- _Source passage_:
Bill Wagasy

Seal duty sets his course

We civilians of these United States of America have been living with gratitude to the military for more than 14 years now, ever since giant buildings fell and nearly 3,000 people died on Sept. 11, 2001, in a place where that sort of thing just couldn’t happen.

New York City.

In those 14 years since, we have paid tribute in hundreds of ways. With giant flags at sporting events. With applause on airplanes when the captain says the soldiers on board are heading to the Middle East.

This adulation, while sincere, also becomes routine.

That is, until you meet Bill Wagasy, a 1996 University of Notre Dame graduate, reserve outside linebacker on three of Lou Holtz’s Irish football teams—and a Navy Seal for 10 years.

The impression is immediate, almost overwhelming. He is all jaw, rock hard, set with determination, every ounce of him still ready to protect and preserve. You feel safer just eating lunch with him.

Wagasy is no longer in the military, but one look and five minutes of conversation make it quite clear. 

Once a Navy Seal, always a Navy Seal.

Wagasy is 42 now, and loves and appreciates Notre Dame as much as ever. It built the foundation upon which he became what he was meant to become.

“It was the Lou Holtz mental approach,” Wagasy says, “the no coddling. That got me through the military.”

His story wanders from high school stardom in Springfield, Missouri, to the selection of a full scholarship at Notre Dame over one at USC, to the disappointment of not being an Irish regular.

- _What you will do_: List every geographic place named in the profile of Bill Wagasy, leaving out schools and universities. The records below come from a separate source and are not related to the profile of Bill Wagasy.

- _Records provided_:
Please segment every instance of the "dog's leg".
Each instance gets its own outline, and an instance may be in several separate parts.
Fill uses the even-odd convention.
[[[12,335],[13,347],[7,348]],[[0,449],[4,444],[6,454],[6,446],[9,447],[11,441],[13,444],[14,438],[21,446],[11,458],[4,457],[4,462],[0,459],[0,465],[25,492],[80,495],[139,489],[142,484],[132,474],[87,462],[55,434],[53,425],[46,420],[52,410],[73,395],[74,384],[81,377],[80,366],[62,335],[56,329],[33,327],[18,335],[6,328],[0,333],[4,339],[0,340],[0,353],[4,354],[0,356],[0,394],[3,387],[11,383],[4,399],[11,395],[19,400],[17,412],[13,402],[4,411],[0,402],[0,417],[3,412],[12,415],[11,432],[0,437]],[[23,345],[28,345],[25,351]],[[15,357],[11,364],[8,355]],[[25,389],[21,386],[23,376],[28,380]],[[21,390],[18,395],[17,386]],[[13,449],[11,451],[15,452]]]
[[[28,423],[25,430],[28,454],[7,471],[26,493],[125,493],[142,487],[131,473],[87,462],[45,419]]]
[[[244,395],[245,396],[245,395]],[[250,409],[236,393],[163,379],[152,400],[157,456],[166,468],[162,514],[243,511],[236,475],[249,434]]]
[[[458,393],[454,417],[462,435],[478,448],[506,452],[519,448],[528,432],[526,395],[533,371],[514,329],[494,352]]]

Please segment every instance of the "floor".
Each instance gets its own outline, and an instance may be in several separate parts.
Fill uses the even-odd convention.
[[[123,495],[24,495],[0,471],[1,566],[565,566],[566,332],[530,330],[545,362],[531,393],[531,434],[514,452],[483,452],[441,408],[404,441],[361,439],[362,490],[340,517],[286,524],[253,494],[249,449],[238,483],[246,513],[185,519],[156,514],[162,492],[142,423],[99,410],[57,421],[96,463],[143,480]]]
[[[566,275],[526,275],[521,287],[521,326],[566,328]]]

- _Complete answer_:
- United States of America
- New York City
- the Middle East
- Springfield, Missouri